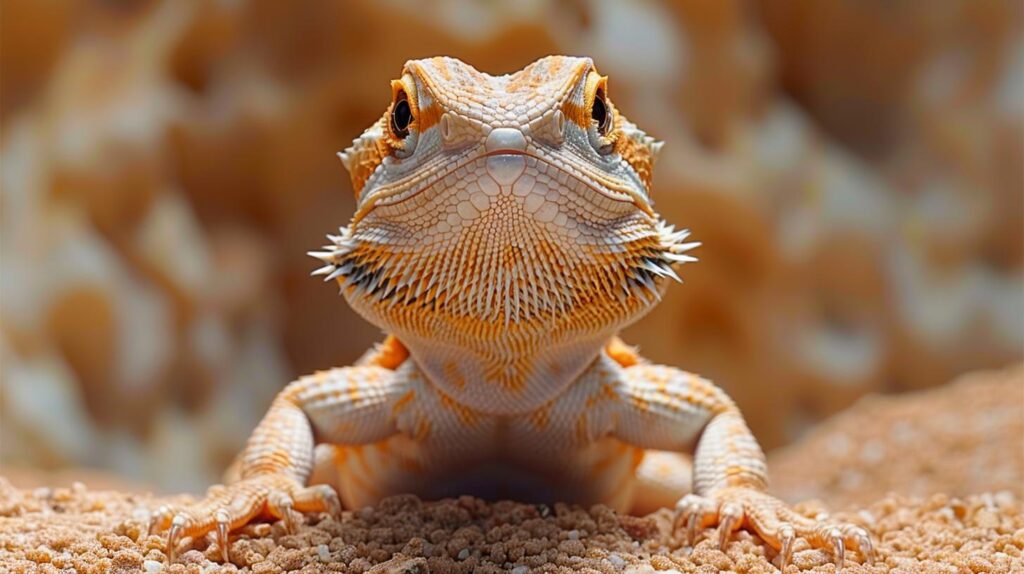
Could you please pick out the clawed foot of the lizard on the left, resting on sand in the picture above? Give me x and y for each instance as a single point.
(230, 508)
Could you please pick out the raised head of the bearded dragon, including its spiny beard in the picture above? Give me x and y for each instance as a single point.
(495, 205)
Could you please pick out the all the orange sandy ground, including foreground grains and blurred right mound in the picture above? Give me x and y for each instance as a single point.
(965, 439)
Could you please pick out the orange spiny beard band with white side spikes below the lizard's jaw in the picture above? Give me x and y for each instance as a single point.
(507, 284)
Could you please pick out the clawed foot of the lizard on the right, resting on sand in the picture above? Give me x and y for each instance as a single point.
(773, 520)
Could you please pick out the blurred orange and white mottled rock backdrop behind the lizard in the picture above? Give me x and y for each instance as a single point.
(855, 169)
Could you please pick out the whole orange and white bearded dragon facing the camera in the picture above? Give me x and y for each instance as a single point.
(504, 235)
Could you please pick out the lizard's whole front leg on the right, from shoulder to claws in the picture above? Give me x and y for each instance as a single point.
(666, 409)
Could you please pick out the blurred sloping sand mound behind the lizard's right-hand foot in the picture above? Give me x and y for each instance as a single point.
(964, 438)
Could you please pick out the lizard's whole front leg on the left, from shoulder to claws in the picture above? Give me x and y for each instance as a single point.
(349, 406)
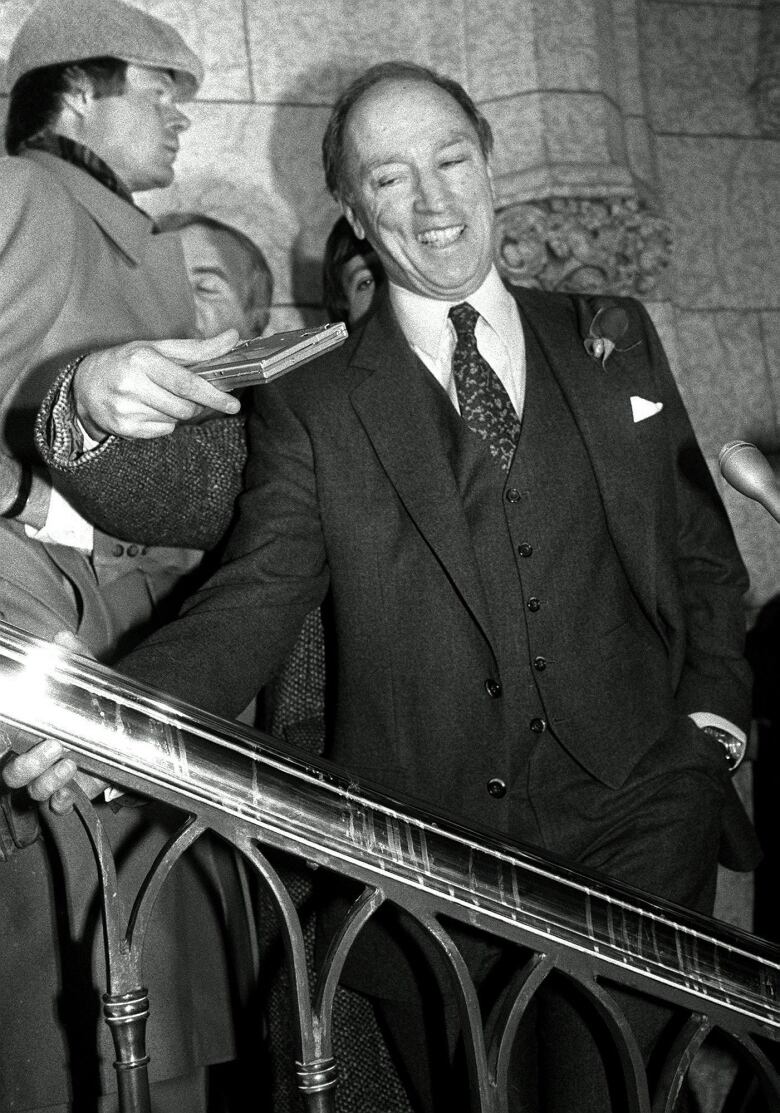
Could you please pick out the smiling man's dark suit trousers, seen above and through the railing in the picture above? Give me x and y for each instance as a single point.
(660, 833)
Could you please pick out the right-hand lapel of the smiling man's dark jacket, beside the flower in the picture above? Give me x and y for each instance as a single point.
(599, 399)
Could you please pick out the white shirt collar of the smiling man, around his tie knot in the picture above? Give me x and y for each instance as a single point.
(424, 320)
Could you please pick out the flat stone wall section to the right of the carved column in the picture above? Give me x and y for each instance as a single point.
(719, 166)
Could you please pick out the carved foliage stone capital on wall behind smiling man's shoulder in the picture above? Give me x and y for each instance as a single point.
(584, 245)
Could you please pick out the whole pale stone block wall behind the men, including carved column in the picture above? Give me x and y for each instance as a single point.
(651, 124)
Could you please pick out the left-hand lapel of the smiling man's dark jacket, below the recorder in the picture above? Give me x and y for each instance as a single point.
(397, 405)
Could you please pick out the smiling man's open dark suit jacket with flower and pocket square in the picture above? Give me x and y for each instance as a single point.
(351, 494)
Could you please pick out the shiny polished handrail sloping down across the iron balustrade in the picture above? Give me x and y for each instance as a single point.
(248, 786)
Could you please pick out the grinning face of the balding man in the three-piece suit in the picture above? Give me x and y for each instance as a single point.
(420, 191)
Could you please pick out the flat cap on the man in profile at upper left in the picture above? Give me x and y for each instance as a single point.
(58, 32)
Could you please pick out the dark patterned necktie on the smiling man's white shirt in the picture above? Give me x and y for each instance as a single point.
(485, 403)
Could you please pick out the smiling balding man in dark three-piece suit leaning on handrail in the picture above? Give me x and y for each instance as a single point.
(536, 594)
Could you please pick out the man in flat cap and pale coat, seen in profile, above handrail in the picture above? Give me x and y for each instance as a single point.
(95, 116)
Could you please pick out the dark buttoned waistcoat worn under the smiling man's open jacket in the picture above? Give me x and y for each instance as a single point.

- _Exercise directions_
Copy every line of the data exactly as written, excluding the pictures.

- _Result of the task_
Could you please pick out the clawed foot of the lizard on the left, resting on sand in the picture above? Give me x and y for each instance as a single point.
(230, 508)
Could you please pick out the raised head of the bearded dragon, including its spiny beard in the picture above? Give me x and y for each instance as a single point.
(495, 205)
Could you please pick out the all the orange sandy ground, including foreground grains and blurred right mound in the picture above? Give me x and y for each instance as a single point.
(965, 439)
Could you please pick out the orange spiny beard band with white side spikes below the lizard's jaw in the picture above? Give me x and y for each instance as a single point.
(507, 284)
Could you please pick out the clawed foot of the lizard on the right, resting on sand in the picture above? Give me x and y for each instance as a single point.
(773, 520)
Could you please pick out the blurred orange and white mottled rock backdrop behind the lizard in the picture above? Give me x and y for each instance as a single point.
(855, 169)
Could you please pick out the whole orange and white bearded dragon facing the camera in the picture above? Give me x and y for each instance as a single point.
(504, 235)
Could you please pick out the lizard's whole front leg on the right, from shoulder to claws in the picture above? Give me x and y for each instance as a single point.
(666, 409)
Could you please pick out the blurred sloping sand mound behind the lizard's right-hand foot in the picture above? Give me x and y for each instance as a single point.
(964, 438)
Could you please pick out the lizard's whole front leg on the left, from shoulder to claws in the picture above? Give me x and y for each instance as a single point.
(349, 406)
Could you please pick out the smiling man's dark suit trousers, seen above and through the railing in the picture above? Give me x and y for each instance as a single point.
(660, 833)
Could you please pick out the right-hand lapel of the smiling man's dark jacket, beside the flower in the picture above? Give me x and y for each instance as a single point.
(599, 399)
Could you please pick out the white shirt collar of the smiling man, around his tie knot in the picture above? Give me x and y for each instance as a single point.
(424, 320)
Could you please pick out the flat stone wall section to the right of the carved column in the picture above? Give me x and y for each instance as a single point.
(719, 166)
Could you please pick out the carved foliage stone capital on wall behind smiling man's shoulder in the picture above? Give me x and y for each instance as a single point.
(584, 245)
Could you please pick out the whole pale stone block wall behind the men, including carved column in the picture above? Give me x and y for each instance as a single point.
(651, 124)
Could you please pick out the left-hand lapel of the smiling man's dark jacket, below the recorder in the picture above? Give me x and y for each instance as a single point.
(397, 405)
Could you please pick out the smiling man's open dark suit jacket with flower and pocket square in the picture above? Give me x and y for each instance as a single point.
(351, 494)
Could you please pick out the shiny polished handrail sloping down across the iron balustrade in the picture above? Give me x and y for each instance as a single point.
(248, 786)
Could you please pick out the grinning face of the balding man in the three-piece suit in the picture above? Give me x and y for each instance as a single point.
(420, 191)
Could you please pick out the flat cap on the man in profile at upper left in the picture above? Give me x and y for each instance as a single point.
(58, 32)
Could you please pick out the dark patterned necktie on the smiling man's white shirt in the picture above? Give me x and y for each instance as a single point.
(485, 403)
Could you please pick out the smiling balding man in dark three-piece suit leaning on handrail in the picture above? Give me x and y for each instance as a single point.
(536, 594)
Could you please pick out the man in flat cap and pale coat, seen in profile, above handrail in the picture above? Give me x and y for each instance as a single point.
(95, 116)
Could you please pick out the dark buttoned waistcoat worn under the smiling man's open jacket in the picture above? Give me x and y for each instance as a single point.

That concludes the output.